- [SOURCE PASSAGE]
========================
To enrich the BCSCs, we cultured human breast cancer cells, SKBR-3, MCF-7, and MDA-MB-231, in serum-free medium with the necessary supplementary cytokines as described previously, and macrospheroids were observed in all of these cell cultures (Fig. 1A, left panel), all of which presented enriched ALDH-positive subpopulations (Fig. 1A, right panel). By performing western blotting, the widely reported stem cell markers Nanog and Oct-4, which have been positively linked with the epithelial-mesenchymal transition (EMT) of cancer stem cells and poor outcomes (39–42), presented significantly higher expression levels in macrospheroids compared to their levels in parental cells (Fig. 1B, P<0.05). Then, hypoxic conditions were mimicked by culturing cells in medium supplemented with 100 mM CoCl2, and cell viability was evaluated at the 0, 24, 48 and 72 h time points. As shown in Fig. 1C, hypoxic conditions significantly decreased the viability of all BCSCs, as expected. To detect the expression of miR-137 and miR-210, which have been reported as two hypoxia-responsive microRNAs, the expression in these cells was detected at 12 and 24 h after hypoxia exposure. As expected, without interfering with miR-9, miR-210 was upregulated, while miR-137 was downregulated, in all assessed cell lines (Fig. 1D, P<0.05).
Figure 1.

Characteristics of BCSCs and changes in hypoxia. (A) Microscopy images of BCSCs derived from SKBR-3, MCF-7, MDA-MB-231 cells after incubation in serum-free medium (SFM) (left panel) and flow cytometric analysis of ALDH-positive subpopulation of the BCSCs. Numbers in the cytometry charts indicate the percentages of corresponding subpopulations. (right panel). (B) Western blot analysis of Nanog and Oct-4 protein from parental cells and BCSCs (left panel). Nanog and Oct-4 protein expression by statistical analysis (right panels). *P<0.05 vs. Parental group. (C) Cell viability of BCSCs with normoxia treatment or with hypoxia treatment at 0, 24, 48 and 72 h by CCK-8 assay. *P<0.05 vs. Normoxia group. (D) Levels of miR-137, miR-210 and miR-9 in the three types of BCSCs with hypoxia-treatment at 12 and 24 h were measured by RT-qPCR. *P<0.05 vs. 0 h miR-137 group. BCSCs, breast cancer stem-like cells; ALDH, aldehyde dehydrogenase.
========================
- [GIVEN INFORMATION]

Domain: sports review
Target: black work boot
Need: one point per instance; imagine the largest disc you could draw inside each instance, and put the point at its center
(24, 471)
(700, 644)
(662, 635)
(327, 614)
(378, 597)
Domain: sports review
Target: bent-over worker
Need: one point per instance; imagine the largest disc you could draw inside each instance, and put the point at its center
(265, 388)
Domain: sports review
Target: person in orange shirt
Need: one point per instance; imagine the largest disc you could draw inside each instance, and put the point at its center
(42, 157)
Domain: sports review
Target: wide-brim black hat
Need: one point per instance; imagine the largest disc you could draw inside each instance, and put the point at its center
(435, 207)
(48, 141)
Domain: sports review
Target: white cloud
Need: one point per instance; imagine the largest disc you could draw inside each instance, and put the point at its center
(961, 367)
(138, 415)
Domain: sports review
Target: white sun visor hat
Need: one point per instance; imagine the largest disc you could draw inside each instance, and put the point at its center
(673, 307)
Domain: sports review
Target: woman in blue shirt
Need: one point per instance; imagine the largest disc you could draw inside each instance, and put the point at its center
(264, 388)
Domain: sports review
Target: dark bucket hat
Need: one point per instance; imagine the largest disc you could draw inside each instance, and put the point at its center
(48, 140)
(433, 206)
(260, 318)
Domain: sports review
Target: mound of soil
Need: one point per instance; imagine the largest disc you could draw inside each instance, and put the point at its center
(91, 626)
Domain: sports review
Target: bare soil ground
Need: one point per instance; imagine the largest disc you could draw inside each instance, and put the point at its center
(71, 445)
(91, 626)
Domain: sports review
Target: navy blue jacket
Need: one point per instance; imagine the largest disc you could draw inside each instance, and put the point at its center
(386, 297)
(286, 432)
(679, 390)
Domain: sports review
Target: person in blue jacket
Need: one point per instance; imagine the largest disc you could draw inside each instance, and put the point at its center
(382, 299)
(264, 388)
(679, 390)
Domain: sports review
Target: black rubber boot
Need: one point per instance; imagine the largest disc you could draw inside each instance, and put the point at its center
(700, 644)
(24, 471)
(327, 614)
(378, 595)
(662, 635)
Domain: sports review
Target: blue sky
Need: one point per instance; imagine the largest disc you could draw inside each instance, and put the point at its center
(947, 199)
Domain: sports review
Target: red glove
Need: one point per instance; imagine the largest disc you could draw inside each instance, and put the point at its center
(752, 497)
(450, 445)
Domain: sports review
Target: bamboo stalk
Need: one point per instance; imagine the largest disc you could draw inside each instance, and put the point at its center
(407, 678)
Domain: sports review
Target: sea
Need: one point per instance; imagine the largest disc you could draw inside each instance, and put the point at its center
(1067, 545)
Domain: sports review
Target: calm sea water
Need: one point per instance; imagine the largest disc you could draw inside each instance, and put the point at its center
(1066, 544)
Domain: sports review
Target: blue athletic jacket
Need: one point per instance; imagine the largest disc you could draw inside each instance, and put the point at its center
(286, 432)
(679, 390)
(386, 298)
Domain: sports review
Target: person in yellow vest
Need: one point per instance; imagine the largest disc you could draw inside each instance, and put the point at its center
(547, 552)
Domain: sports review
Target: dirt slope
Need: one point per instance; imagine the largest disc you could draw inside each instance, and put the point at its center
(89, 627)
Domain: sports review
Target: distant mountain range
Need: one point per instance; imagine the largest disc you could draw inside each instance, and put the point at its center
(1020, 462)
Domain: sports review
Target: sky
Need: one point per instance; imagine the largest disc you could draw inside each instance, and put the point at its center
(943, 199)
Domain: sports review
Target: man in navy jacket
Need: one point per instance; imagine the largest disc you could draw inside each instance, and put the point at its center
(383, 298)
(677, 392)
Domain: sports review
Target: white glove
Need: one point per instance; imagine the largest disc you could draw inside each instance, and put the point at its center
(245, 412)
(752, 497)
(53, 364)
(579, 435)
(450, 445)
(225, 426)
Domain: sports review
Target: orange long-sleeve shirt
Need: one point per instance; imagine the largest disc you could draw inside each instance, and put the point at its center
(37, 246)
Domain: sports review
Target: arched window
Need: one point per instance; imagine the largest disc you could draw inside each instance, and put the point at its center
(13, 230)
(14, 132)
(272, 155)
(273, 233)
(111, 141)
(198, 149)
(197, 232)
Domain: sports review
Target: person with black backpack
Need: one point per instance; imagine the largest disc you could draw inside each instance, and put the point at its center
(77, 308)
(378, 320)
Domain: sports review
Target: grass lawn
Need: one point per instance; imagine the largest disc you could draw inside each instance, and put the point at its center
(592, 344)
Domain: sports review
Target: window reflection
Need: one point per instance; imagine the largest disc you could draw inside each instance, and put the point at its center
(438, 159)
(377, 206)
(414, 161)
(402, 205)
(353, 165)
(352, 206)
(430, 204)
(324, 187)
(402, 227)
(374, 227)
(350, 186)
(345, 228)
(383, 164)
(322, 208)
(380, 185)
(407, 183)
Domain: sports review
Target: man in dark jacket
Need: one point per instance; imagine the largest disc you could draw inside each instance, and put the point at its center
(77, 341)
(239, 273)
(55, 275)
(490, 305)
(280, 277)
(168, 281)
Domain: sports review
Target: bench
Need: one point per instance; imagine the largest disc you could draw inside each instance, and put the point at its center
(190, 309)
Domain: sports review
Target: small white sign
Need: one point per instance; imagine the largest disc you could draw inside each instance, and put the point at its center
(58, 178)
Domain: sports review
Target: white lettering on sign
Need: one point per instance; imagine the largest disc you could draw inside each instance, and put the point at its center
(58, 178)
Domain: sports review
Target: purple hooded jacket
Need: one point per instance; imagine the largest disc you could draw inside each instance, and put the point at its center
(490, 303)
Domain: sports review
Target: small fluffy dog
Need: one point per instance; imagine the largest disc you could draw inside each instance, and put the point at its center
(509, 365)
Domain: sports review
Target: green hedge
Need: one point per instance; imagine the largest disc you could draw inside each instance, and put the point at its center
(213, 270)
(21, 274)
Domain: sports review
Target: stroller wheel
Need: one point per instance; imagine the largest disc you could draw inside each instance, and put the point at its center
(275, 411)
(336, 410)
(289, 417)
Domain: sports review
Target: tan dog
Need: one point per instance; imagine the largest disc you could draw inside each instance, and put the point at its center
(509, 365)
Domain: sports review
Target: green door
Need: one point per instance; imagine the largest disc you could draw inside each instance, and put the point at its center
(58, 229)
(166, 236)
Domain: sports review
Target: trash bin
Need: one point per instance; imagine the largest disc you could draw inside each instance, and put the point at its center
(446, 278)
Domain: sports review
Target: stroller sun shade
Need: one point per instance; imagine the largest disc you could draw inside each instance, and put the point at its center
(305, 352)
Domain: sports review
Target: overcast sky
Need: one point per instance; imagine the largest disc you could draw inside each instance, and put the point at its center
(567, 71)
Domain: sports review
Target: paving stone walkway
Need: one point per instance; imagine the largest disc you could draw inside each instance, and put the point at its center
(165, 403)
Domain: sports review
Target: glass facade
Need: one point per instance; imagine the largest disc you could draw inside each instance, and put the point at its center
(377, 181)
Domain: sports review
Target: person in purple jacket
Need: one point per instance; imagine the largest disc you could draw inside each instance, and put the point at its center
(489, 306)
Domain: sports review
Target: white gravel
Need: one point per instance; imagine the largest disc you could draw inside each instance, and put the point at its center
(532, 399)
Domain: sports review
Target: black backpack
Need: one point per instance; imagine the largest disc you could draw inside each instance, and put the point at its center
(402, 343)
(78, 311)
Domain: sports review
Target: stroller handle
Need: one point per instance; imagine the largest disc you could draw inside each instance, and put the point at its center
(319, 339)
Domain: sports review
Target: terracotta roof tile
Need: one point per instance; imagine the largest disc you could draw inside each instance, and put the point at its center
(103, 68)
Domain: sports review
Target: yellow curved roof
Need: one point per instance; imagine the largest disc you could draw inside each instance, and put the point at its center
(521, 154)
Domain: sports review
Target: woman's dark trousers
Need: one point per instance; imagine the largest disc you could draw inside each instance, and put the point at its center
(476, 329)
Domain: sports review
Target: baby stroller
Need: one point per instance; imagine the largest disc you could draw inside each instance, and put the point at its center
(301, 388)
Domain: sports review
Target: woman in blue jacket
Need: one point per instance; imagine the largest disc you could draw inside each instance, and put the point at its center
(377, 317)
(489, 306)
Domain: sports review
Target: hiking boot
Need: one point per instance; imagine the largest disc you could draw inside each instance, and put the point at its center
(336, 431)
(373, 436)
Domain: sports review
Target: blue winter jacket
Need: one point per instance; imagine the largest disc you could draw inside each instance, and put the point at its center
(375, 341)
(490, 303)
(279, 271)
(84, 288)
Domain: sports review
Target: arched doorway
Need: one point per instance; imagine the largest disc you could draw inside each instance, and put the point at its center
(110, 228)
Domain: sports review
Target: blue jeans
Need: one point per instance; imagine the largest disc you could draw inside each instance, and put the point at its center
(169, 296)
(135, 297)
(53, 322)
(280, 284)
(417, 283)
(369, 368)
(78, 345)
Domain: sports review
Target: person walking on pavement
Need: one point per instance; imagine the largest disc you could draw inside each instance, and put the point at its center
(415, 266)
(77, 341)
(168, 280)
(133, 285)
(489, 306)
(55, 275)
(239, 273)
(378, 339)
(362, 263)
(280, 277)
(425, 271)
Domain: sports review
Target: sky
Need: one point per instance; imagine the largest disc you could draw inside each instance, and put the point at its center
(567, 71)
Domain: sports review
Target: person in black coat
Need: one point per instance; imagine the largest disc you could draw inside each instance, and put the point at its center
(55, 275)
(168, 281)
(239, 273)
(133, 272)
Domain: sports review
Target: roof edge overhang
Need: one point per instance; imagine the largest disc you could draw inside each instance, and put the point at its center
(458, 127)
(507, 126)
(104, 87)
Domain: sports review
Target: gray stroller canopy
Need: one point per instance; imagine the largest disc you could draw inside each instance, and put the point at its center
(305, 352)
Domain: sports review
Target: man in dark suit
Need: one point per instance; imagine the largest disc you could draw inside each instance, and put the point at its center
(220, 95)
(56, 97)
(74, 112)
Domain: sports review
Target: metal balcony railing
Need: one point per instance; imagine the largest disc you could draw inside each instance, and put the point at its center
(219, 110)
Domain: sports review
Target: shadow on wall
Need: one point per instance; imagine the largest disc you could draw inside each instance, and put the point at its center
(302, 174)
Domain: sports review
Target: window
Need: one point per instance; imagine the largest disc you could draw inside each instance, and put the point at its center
========================
- [TASKS AND EXERCISES]
[1] Please rewrite the paragraph of the breast cancer stem cell passage that begins "To enrich the BCSCs" as a short bulleted list that keeps its main findings.
[2] In the breast cancer stem cell passage, what concentration of CoCl2 was added to the medium to mimic hypoxia?
[3] Carry on the breast cancer stem cell passage from its last sentence.

- [TASK-BY-TASK ANSWERS]
[1]
- SKBR-3, MCF-7 and MDA-MB-231 breast cancer cells were cultured in serum-free medium with supplementary cytokines to enrich BCSCs. All three formed macrospheroids with enriched ALDH-positive subpopulations (Fig. 1A).
- Western blotting showed significantly higher expression of the stem cell markers Nanog and Oct-4 in macrospheroids than in parental cells (Fig. 1B, P<0.05). These markers are linked to EMT of cancer stem cells and to poor outcomes.
- Hypoxia was mimicked with 100 mM CoCl2. Viability was measured at 0, 24, 48 and 72 h and fell significantly in all BCSCs (Fig. 1C).
- At 12 and 24 h of hypoxia, the hypoxia-responsive microRNA miR-210 was upregulated and miR-137 was downregulated in all cell lines (Fig. 1D, P<0.05).

[2] 100 mM

[3]
Effects of miR-137 and miR-210 on cell cycle distribution, cell viability, cell stemness and apoptosis in normoxic and hypoxic conditions

The abovementioned macrospheroids presented similar gene expression profiles, which prompted us to conduct an analysis of hypoxia-responsive microRNAs focusing on MCF-7 BCSCs. To determine the effects of miR-137 and miR-210 on the distribution of cells in cell cycle phases, mimics targeted to miR-137 (miR-137 mimics) or negative control mimics (NC mimics) were transfected into cells, and miR-210 inhibitor or negative control inhibitor (NC inhibitor) was also used for transfection. To confirm the introduction efficacy, after 24 h, qPCR was performed and the results indicated the significant overexpression of miR-137 and miR-210 inhibitor (Fig. S1). The results of PI staining followed by flow cytometry showed that miR-137 overexpression and miR-210 inhibition promoted cell cycle entry by decreasing BCSCs in the G1/G0 phase accompanied with significant increase in G2/M phase simultaneously (Fig. 2A, P<0.05). Moreover, the decrease in cell viability shown in Fig. 2B (P<0.05) demonstrated that high levels of miR-137 or low levels of miR-210 exerted inhibitory effects on BCSCs in normoxic and hypoxic conditions respectively. ALDH-positive cells, known to be closely associated with the stemness of BCSCs (43–45), were found to be decreased upon overexpression of miR-137 or inhibition of miR-210 (Fig. 2C, P<0.05) both in normoxia and hypoxia. As expected, the apoptotic rate was negatively associated with overexpression of miR-137 and inhibition of miR-210 (Fig. 2D, P<0.05). Overall, miR-137 and miR-210 exerted protective effects on MCF-7 BCSCs.
Figure 2.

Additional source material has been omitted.